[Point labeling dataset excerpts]
----------------------------------------

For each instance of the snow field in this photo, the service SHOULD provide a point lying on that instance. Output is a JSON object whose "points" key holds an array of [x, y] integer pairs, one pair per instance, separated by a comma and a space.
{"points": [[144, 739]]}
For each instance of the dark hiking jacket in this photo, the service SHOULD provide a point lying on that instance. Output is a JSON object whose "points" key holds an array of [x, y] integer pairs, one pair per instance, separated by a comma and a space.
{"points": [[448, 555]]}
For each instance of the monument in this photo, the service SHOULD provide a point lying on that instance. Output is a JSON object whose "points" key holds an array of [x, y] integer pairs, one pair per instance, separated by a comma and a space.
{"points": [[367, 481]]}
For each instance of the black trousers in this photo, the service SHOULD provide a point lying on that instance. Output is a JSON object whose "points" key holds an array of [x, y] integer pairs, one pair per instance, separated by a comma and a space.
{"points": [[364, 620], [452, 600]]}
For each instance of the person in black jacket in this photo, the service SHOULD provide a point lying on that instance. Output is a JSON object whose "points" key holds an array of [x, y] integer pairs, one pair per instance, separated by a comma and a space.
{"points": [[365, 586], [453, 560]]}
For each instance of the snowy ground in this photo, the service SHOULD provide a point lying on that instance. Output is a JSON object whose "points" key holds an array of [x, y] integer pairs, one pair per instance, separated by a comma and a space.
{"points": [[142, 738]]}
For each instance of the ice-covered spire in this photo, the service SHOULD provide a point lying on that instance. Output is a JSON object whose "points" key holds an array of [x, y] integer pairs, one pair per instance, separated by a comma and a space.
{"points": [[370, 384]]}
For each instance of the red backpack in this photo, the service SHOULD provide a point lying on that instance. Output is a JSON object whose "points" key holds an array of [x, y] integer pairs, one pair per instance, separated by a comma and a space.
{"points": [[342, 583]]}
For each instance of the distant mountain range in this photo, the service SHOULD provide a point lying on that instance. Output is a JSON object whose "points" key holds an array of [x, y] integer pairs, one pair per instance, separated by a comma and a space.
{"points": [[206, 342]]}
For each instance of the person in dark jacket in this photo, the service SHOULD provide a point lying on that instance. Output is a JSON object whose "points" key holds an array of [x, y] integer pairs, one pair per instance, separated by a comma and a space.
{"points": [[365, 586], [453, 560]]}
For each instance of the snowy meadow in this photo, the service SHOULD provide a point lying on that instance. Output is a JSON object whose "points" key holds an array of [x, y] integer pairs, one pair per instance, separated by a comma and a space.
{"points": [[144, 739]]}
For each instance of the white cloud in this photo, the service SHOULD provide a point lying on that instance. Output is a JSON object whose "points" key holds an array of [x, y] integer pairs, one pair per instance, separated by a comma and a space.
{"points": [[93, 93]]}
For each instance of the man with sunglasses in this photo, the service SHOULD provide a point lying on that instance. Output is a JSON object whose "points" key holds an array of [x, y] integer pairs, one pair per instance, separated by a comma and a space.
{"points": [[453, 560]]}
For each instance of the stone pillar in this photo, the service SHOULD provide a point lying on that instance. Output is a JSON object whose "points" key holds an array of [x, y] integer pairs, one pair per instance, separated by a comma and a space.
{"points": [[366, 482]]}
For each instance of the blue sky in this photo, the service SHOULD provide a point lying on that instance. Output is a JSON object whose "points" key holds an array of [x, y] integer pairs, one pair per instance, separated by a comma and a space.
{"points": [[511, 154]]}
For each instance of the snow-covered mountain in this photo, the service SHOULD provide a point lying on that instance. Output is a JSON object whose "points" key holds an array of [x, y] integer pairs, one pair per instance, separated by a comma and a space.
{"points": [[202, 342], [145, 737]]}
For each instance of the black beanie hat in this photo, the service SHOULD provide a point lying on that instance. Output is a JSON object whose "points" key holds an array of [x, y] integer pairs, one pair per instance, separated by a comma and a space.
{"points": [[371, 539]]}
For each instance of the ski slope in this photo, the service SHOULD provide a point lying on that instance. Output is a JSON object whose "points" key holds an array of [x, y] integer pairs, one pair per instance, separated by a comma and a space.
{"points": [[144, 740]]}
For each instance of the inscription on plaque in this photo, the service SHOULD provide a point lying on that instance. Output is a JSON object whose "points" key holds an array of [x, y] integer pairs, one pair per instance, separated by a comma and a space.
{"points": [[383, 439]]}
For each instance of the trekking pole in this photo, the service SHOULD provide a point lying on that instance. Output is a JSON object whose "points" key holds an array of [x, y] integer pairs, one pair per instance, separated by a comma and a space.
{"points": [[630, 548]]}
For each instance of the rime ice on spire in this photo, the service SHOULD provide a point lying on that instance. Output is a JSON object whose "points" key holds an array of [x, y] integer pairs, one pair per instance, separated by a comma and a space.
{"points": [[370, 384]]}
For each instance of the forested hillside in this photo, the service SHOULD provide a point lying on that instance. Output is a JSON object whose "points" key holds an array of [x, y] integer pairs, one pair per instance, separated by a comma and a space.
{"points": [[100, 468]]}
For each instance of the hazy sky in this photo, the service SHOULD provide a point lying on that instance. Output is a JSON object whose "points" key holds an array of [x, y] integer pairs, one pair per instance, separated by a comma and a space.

----------------------------------------

→ **Task details**
Write the whole listing out again. Keep every line exactly as it is.

→ **Result for this exercise**
For each instance of the snow field in this photo, the service SHOULD provide a point lying on that instance. Output is a JSON object whose "points" key holds an array of [x, y] integer pairs, one pair per instance, separated by a comma and a space.
{"points": [[144, 739]]}
For each instance of the dark hiking jacket in this photo, the service SHOULD provide a point lying on that instance. Output is a JSON object whose "points" key holds an array of [x, y] integer pairs, one pair per instance, separated by a comma and a space.
{"points": [[448, 555]]}
For each instance of the monument in this photo, the service SHOULD provide a point lying on that instance. Output is a JSON object whose "points" key holds an array of [x, y] integer pairs, one pair per instance, separated by a comma and a space.
{"points": [[367, 481]]}
For each instance of the black trousers in this photo, the service SHOULD provide a point lying on that instance. Output is a JSON object whose "points" key holds an array of [x, y] integer pairs, one pair per instance, separated by a comma and a space.
{"points": [[364, 620], [452, 600]]}
For each instance of the person in black jacket in this photo, the service SHOULD provide a point lying on that instance. Output is a JSON object whose "points" key holds an array of [x, y] integer pairs, one pair per instance, separated by a comma and a space.
{"points": [[365, 586], [453, 560]]}
For each instance of the snowy ground in this photo, the service SHOULD provide a point lying on that instance. Output is a JSON object whose "points" key holds an array of [x, y] integer pairs, one pair per instance, separated by a comma and a space.
{"points": [[142, 738]]}
For each instance of the ice-covered spire in this photo, the service SHOULD provide a point lying on that instance. Output is a JSON object whose "points" key holds an array of [x, y] integer pairs, one pair per instance, separated by a comma and a space.
{"points": [[370, 384]]}
For each instance of the red backpack in this photo, the service SHOULD provide a point lying on that instance. Output is a JSON object whose "points" key holds an array of [x, y] integer pairs, one pair per instance, separated by a comma and a space.
{"points": [[342, 583]]}
For each instance of the distant mountain range in this photo, the service SHOULD provide a point lying on that instance. Output is a JSON object whose "points" key holds an array of [x, y] integer pairs, one pair per instance, separated by a comma and a space.
{"points": [[206, 342]]}
For each instance of the person in dark jacket in this photo, the service SHOULD provide a point lying on that instance. Output is a JSON object whose "points" key holds an array of [x, y] integer pairs, one pair per instance, separated by a comma and a space.
{"points": [[365, 586], [453, 560]]}
For each instance of the snowy meadow in this photo, the service SHOULD provide a point lying on that instance. Output is a JSON object whose "points" key holds an array of [x, y] integer pairs, one pair per instance, separated by a comma and a space.
{"points": [[144, 739]]}
For each instance of the white cloud in this photo, the service SHOULD provide a point lying on that instance. Output is a JSON object whose "points" key holds an array of [x, y] integer pairs, one pair per instance, separated by a comma and a space.
{"points": [[93, 93]]}
For each instance of the man with sunglasses in this photo, the service SHOULD provide a point lying on that instance. Output is a JSON object whose "points" key holds an array of [x, y] integer pairs, one pair per instance, separated by a comma and a space.
{"points": [[453, 560]]}
For each instance of the stone pillar in this photo, the service SHOULD provide a point lying on that instance. Output is a JSON object whose "points" key holds an array of [x, y] integer pairs, one pair per instance, separated by a comma and a space.
{"points": [[366, 482]]}
For each instance of the blue sky in this photo, the service SHOULD provide a point lying on that instance. Output is a JSON object whose "points" key holds an array of [x, y] integer pairs, one pair per instance, separated by a comma and a space.
{"points": [[511, 154]]}
For each instance of the snow-covered mountain in this photo, the service SHOULD provide a point lying on that instance. Output is a JSON object whose "points" key holds an array of [x, y] integer pairs, one pair per instance, separated by a comma and a space.
{"points": [[202, 342], [145, 737]]}
For each instance of the black beanie hat in this photo, the service SHOULD provide a point lying on that instance. Output is a JSON object whose "points" key holds an array of [x, y] integer pairs, one pair per instance, separated by a comma and a space.
{"points": [[371, 539]]}
For each instance of the ski slope in this photo, the service SHOULD provide a point lying on that instance. Output is a JSON object whose "points" key holds an array of [x, y] integer pairs, one pair per instance, separated by a comma and a space.
{"points": [[144, 740]]}
For each instance of the inscription on plaque in this photo, the service SHOULD provide a point lying on that instance. Output is a JSON object whose "points" key holds an array of [x, y] integer pairs, one pair per instance, separated by a comma and a space.
{"points": [[383, 439]]}
For each instance of the trekking pole in this photo, the service SHOULD provide a point lying on that instance. Output is a JSON object whose "points" key holds an array of [x, y] integer pairs, one pair per instance, separated by a comma and a space.
{"points": [[630, 548]]}
For each instance of the rime ice on spire in this photo, the service SHOULD provide a point lying on that instance. Output is a JSON object whose "points" key holds an array of [x, y] integer pairs, one pair per instance, separated by a comma and a space.
{"points": [[370, 384]]}
For each instance of the forested hillside in this photo, the service SHOULD provide a point lying on that instance. Output is a JSON object whose "points" key holds an array of [x, y] integer pairs, one pair per instance, separated by a comma and a space.
{"points": [[100, 468]]}
For each instance of the hazy sky in this photo, the service SHOULD provide a point lying on that instance. Output is a JSON object whose "points" key holds an array of [x, y] integer pairs, one pair per instance, separated by a comma and a space.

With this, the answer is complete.